#### [ASSIGNED TASK]
Copy each line in the data that includes the word "point".

PROVIDED DATA START

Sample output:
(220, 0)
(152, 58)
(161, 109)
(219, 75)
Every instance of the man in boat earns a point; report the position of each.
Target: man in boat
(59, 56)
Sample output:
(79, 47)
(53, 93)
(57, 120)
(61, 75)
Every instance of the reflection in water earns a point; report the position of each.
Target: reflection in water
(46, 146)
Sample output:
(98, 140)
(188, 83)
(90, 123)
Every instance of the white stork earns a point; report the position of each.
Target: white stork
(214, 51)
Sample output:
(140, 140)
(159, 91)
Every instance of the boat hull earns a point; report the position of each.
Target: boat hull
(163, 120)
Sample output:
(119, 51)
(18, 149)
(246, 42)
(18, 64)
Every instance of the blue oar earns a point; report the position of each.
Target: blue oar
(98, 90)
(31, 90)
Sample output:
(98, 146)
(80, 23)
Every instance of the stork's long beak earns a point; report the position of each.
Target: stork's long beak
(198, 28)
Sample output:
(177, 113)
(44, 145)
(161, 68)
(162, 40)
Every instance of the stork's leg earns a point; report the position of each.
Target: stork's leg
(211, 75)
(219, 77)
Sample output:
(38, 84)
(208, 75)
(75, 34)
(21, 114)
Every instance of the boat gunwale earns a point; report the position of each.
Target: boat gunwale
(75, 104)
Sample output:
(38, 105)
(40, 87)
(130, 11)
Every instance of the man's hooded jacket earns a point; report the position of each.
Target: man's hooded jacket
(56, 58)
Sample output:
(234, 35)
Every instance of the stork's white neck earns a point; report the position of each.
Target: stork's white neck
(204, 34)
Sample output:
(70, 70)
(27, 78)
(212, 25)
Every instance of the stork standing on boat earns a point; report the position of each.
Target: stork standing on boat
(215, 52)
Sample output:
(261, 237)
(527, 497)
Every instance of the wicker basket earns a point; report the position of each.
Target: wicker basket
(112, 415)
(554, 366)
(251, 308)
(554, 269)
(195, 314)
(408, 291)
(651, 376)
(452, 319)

PROVIDED DATA END

#### [RESPONSE TO THIS TASK]
Every instance of the man in boat earns a point; report the position of each.
Every instance of the reflection in water earns a point; report the position of each.
Every instance of the white stork earns a point; report the position of each.
Every instance of the boat hull earns a point; report the position of each.
Every instance of the blue oar earns a point; report the position of each.
Every instance of the stork's long beak earns a point; report the position of each.
Every instance of the stork's leg earns a point; report the position of each.
Every instance of the boat gunwale earns a point; report the position of each.
Every instance of the man's hooded jacket earns a point; report the position of each.
Every instance of the stork's white neck earns a point; report the position of each.
Every instance of the stork standing on boat earns a point; report the position of each.
Every instance of the wicker basket earns a point; report the position of each.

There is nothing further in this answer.